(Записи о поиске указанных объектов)
#####

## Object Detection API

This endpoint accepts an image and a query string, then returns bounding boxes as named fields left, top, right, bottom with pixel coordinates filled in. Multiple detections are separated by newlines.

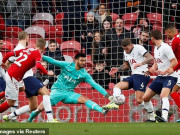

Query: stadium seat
left=0, top=14, right=6, bottom=31
left=25, top=26, right=45, bottom=38
left=153, top=23, right=163, bottom=32
left=147, top=13, right=162, bottom=24
left=32, top=13, right=54, bottom=25
left=46, top=25, right=63, bottom=38
left=3, top=27, right=22, bottom=38
left=1, top=41, right=14, bottom=57
left=111, top=13, right=119, bottom=22
left=122, top=13, right=137, bottom=30
left=60, top=41, right=81, bottom=59
left=55, top=13, right=64, bottom=25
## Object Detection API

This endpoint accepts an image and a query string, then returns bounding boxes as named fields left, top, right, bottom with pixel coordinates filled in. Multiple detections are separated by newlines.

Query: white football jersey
left=9, top=44, right=33, bottom=79
left=124, top=44, right=148, bottom=74
left=154, top=42, right=177, bottom=77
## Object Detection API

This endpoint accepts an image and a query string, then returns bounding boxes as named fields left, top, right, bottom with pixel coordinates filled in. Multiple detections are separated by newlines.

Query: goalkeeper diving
left=28, top=53, right=119, bottom=122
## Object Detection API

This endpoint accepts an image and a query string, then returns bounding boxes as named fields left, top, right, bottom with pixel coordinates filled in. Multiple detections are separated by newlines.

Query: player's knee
left=143, top=96, right=150, bottom=102
left=136, top=98, right=143, bottom=104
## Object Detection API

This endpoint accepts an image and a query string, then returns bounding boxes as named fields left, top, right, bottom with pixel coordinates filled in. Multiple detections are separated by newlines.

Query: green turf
left=0, top=123, right=180, bottom=135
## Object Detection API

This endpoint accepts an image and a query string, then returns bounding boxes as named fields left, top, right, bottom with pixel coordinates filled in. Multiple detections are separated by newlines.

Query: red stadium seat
left=147, top=13, right=162, bottom=24
left=122, top=13, right=137, bottom=30
left=1, top=41, right=14, bottom=57
left=60, top=41, right=81, bottom=58
left=3, top=27, right=22, bottom=38
left=25, top=26, right=45, bottom=38
left=55, top=13, right=64, bottom=25
left=32, top=13, right=54, bottom=25
left=111, top=13, right=119, bottom=22
left=0, top=14, right=6, bottom=31
left=46, top=25, right=63, bottom=38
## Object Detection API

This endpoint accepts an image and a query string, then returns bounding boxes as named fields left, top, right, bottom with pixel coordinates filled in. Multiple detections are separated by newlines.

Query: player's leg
left=171, top=70, right=180, bottom=108
left=38, top=86, right=54, bottom=122
left=143, top=88, right=156, bottom=122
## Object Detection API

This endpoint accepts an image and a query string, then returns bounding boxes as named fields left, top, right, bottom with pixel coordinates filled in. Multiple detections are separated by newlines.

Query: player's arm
left=85, top=73, right=110, bottom=98
left=2, top=50, right=22, bottom=63
left=43, top=55, right=69, bottom=68
left=109, top=61, right=130, bottom=76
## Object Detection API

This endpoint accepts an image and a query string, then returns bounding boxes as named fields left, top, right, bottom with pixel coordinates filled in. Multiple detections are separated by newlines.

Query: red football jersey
left=171, top=34, right=180, bottom=70
left=3, top=48, right=47, bottom=81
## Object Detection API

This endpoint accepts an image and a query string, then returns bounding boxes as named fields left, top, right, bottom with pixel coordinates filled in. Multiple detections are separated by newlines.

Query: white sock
left=11, top=100, right=19, bottom=120
left=140, top=101, right=145, bottom=109
left=43, top=95, right=54, bottom=121
left=162, top=97, right=169, bottom=121
left=113, top=88, right=121, bottom=96
left=144, top=101, right=155, bottom=120
left=9, top=105, right=31, bottom=119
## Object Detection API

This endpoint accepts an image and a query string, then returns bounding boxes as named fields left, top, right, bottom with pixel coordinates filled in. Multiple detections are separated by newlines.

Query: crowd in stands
left=0, top=0, right=180, bottom=88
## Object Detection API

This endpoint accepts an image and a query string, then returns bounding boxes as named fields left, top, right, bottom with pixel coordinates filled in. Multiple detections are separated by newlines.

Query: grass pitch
left=0, top=123, right=180, bottom=135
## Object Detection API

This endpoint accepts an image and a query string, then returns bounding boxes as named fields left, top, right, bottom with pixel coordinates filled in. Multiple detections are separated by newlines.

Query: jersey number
left=14, top=53, right=28, bottom=67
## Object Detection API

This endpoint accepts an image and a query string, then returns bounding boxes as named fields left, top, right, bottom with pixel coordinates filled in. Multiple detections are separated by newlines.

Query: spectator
left=36, top=0, right=52, bottom=13
left=6, top=0, right=32, bottom=30
left=62, top=0, right=85, bottom=42
left=92, top=31, right=107, bottom=62
left=137, top=30, right=152, bottom=54
left=93, top=60, right=110, bottom=89
left=81, top=12, right=99, bottom=54
left=94, top=4, right=110, bottom=24
left=132, top=13, right=152, bottom=39
left=44, top=40, right=65, bottom=88
left=34, top=61, right=49, bottom=87
left=85, top=0, right=99, bottom=11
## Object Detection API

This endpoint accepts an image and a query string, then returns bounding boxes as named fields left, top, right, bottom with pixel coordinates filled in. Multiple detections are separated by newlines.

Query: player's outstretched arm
left=85, top=74, right=110, bottom=99
left=43, top=55, right=69, bottom=68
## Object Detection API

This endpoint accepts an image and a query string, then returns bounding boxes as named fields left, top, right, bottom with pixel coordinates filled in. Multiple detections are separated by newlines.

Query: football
left=113, top=94, right=125, bottom=105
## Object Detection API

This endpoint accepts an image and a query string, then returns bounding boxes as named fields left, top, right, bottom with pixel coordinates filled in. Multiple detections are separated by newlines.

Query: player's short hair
left=36, top=38, right=46, bottom=49
left=75, top=53, right=86, bottom=60
left=0, top=35, right=4, bottom=40
left=151, top=30, right=162, bottom=40
left=121, top=38, right=132, bottom=47
left=18, top=31, right=29, bottom=41
left=165, top=23, right=176, bottom=30
left=49, top=39, right=56, bottom=44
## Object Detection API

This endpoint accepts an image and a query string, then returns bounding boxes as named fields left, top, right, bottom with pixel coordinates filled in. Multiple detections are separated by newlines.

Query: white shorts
left=5, top=72, right=19, bottom=100
left=176, top=69, right=180, bottom=87
left=19, top=80, right=24, bottom=88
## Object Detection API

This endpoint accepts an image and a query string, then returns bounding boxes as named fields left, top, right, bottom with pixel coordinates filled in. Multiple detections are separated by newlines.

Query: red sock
left=0, top=101, right=10, bottom=113
left=0, top=91, right=5, bottom=99
left=171, top=92, right=180, bottom=108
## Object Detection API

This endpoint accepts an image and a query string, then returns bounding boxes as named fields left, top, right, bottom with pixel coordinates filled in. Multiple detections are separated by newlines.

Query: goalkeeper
left=28, top=53, right=119, bottom=122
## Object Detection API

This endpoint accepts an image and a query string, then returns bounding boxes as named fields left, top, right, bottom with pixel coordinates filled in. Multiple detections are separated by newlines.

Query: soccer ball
left=113, top=94, right=125, bottom=105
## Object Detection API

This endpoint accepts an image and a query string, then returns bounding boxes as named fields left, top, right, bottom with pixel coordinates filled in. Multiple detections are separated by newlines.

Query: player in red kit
left=0, top=39, right=52, bottom=122
left=165, top=24, right=180, bottom=108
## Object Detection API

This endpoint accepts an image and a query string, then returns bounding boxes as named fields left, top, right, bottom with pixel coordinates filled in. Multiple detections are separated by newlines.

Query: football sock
left=170, top=92, right=180, bottom=108
left=9, top=105, right=31, bottom=119
left=43, top=95, right=54, bottom=121
left=113, top=88, right=121, bottom=96
left=0, top=101, right=10, bottom=113
left=85, top=100, right=103, bottom=113
left=162, top=97, right=169, bottom=121
left=0, top=91, right=5, bottom=99
left=144, top=101, right=155, bottom=120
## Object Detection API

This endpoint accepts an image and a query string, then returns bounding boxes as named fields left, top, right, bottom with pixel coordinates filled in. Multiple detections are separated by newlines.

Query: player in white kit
left=143, top=30, right=178, bottom=122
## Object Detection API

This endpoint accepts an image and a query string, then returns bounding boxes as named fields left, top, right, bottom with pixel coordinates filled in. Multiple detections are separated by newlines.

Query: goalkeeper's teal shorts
left=50, top=90, right=81, bottom=106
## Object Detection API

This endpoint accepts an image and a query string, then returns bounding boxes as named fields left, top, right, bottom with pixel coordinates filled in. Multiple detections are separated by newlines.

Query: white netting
left=0, top=0, right=180, bottom=122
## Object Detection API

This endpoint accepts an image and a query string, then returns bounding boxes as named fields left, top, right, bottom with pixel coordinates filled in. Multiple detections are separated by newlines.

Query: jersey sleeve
left=43, top=55, right=70, bottom=68
left=85, top=73, right=107, bottom=96
left=2, top=49, right=24, bottom=63
left=35, top=52, right=48, bottom=75
left=138, top=45, right=148, bottom=56
left=163, top=45, right=176, bottom=60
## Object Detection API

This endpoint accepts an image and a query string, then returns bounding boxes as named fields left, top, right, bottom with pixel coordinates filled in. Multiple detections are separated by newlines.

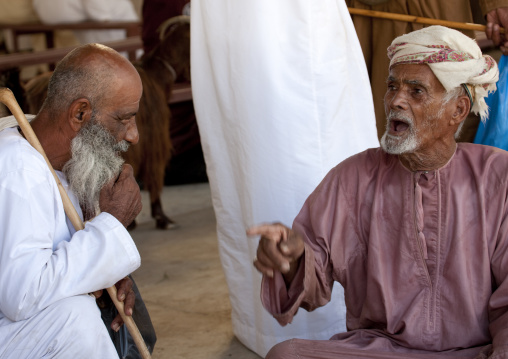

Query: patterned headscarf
left=388, top=26, right=499, bottom=121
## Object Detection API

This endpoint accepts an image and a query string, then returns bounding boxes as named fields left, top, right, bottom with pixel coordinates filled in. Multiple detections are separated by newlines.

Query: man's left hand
left=93, top=277, right=136, bottom=332
left=485, top=7, right=508, bottom=55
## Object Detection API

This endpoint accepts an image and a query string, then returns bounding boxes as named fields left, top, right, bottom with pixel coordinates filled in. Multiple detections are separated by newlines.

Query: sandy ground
left=131, top=183, right=260, bottom=359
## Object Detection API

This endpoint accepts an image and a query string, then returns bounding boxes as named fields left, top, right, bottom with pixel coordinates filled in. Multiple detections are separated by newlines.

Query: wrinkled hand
left=93, top=277, right=136, bottom=332
left=485, top=7, right=508, bottom=55
left=99, top=164, right=142, bottom=227
left=247, top=223, right=305, bottom=283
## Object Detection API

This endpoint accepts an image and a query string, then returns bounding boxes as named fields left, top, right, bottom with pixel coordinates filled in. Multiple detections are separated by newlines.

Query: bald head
left=43, top=44, right=139, bottom=118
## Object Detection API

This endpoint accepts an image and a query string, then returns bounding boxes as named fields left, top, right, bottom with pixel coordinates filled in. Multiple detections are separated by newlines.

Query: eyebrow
left=386, top=76, right=428, bottom=89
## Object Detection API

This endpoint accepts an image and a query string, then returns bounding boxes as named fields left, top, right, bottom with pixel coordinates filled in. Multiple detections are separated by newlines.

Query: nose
left=124, top=119, right=139, bottom=145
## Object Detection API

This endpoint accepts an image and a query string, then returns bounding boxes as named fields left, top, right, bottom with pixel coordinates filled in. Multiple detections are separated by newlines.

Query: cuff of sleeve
left=480, top=0, right=508, bottom=16
left=261, top=244, right=314, bottom=325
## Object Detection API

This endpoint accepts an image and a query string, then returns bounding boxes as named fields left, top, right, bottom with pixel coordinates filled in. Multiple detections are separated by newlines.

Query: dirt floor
left=131, top=183, right=260, bottom=359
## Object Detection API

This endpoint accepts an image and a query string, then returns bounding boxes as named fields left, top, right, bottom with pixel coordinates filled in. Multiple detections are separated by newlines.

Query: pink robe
left=261, top=144, right=508, bottom=359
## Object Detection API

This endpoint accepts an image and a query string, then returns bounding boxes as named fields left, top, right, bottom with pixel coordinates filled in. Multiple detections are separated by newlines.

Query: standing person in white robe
left=0, top=45, right=142, bottom=359
left=32, top=0, right=139, bottom=44
left=191, top=0, right=379, bottom=356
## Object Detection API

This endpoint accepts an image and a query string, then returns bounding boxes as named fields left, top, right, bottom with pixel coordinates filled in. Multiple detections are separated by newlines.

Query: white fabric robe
left=0, top=128, right=141, bottom=358
left=191, top=0, right=379, bottom=356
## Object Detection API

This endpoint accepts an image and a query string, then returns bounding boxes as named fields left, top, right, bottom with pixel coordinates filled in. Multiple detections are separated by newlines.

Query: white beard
left=62, top=115, right=129, bottom=216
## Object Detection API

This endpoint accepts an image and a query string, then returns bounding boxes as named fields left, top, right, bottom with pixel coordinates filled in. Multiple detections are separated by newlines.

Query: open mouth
left=390, top=119, right=409, bottom=135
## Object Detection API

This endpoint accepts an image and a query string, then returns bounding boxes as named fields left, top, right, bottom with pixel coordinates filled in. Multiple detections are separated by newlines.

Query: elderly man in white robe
left=191, top=0, right=379, bottom=356
left=0, top=45, right=142, bottom=359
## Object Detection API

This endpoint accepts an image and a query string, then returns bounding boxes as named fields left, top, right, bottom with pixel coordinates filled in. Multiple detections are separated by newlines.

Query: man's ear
left=450, top=95, right=471, bottom=126
left=68, top=97, right=92, bottom=132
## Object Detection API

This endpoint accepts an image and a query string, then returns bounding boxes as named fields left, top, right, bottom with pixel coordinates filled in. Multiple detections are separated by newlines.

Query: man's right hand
left=247, top=223, right=305, bottom=284
left=99, top=164, right=142, bottom=227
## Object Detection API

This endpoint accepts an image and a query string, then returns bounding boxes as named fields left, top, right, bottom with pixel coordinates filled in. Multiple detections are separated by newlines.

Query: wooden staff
left=0, top=88, right=151, bottom=359
left=348, top=7, right=505, bottom=34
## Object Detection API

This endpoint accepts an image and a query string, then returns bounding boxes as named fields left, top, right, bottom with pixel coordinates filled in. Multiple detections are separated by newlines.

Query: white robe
left=0, top=128, right=141, bottom=358
left=191, top=0, right=379, bottom=356
left=33, top=0, right=139, bottom=44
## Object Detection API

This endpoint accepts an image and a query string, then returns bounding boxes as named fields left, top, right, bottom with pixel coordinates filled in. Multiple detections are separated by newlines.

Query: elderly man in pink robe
left=248, top=26, right=508, bottom=359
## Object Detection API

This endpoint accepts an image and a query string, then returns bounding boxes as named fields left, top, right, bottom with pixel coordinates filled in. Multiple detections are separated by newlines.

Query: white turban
left=388, top=26, right=499, bottom=121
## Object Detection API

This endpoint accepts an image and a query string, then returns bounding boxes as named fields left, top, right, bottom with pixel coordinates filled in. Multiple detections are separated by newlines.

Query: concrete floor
left=131, top=183, right=260, bottom=359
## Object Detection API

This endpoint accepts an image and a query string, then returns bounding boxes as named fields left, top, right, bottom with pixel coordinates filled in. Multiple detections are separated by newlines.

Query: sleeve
left=0, top=170, right=140, bottom=321
left=261, top=167, right=360, bottom=325
left=480, top=0, right=508, bottom=16
left=489, top=190, right=508, bottom=359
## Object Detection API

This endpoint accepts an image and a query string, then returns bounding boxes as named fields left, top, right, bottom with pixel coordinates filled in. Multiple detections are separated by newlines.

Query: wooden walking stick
left=348, top=7, right=505, bottom=34
left=0, top=88, right=151, bottom=359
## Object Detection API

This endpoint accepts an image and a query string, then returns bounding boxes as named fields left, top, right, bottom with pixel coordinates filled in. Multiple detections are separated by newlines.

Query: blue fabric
left=474, top=55, right=508, bottom=150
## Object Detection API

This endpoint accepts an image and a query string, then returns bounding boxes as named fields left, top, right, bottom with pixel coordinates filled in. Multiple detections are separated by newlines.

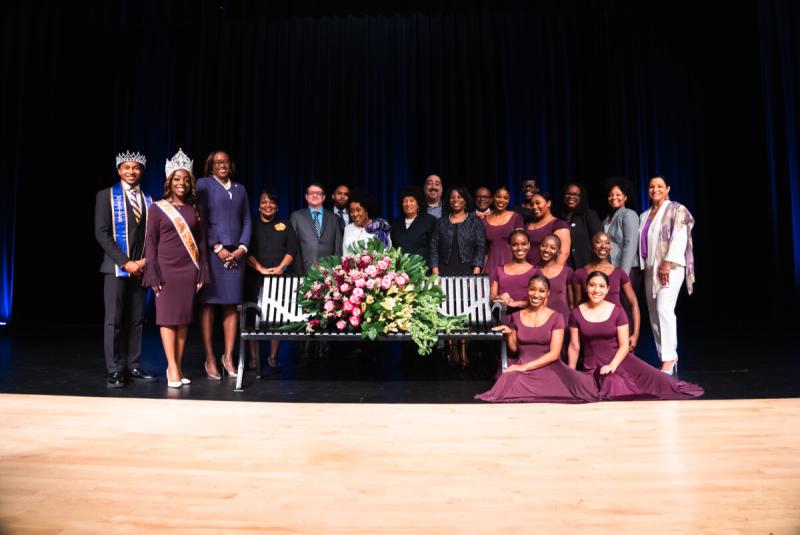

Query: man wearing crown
left=94, top=152, right=155, bottom=388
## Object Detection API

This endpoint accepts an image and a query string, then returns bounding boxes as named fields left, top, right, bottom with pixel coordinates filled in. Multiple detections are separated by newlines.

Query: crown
left=164, top=148, right=194, bottom=176
left=117, top=152, right=147, bottom=167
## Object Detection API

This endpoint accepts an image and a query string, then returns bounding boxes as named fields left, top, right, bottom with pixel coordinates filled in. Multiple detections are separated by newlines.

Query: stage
left=0, top=394, right=800, bottom=533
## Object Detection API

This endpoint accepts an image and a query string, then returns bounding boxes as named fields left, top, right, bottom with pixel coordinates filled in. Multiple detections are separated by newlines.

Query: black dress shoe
left=128, top=368, right=156, bottom=383
left=106, top=372, right=125, bottom=388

#####

■ **Ваша задача**
Перепишите все строки от начала пунктов вниз до строки с «left=154, top=42, right=177, bottom=77» включительно, изменив в них «stadium seat» на «arena seat» и оставив всё прочее без изменений. Картинки в ответ не включайте.

■ **Результат**
## Object Detection API

This endpoint accepts an image and a query string, then returns bounding boxes as named fields left, top, right, bottom with pixel coordinates filled in. Multiple detections are separated by newlines.


Query: arena seat
left=0, top=14, right=6, bottom=31
left=25, top=26, right=45, bottom=38
left=153, top=23, right=163, bottom=32
left=147, top=13, right=162, bottom=24
left=32, top=13, right=54, bottom=25
left=46, top=25, right=63, bottom=38
left=3, top=27, right=22, bottom=38
left=1, top=41, right=14, bottom=57
left=111, top=13, right=119, bottom=22
left=122, top=13, right=137, bottom=30
left=60, top=41, right=81, bottom=59
left=55, top=13, right=64, bottom=25
## Object Detection API

This endpoint accepts an image and a query string, then returns bounding boxes as named fields left, top, right, bottom with pixel coordinates filled in. Multiple detections are separated by newlines.

Query: white football jersey
left=9, top=44, right=33, bottom=79
left=124, top=44, right=148, bottom=74
left=154, top=42, right=177, bottom=77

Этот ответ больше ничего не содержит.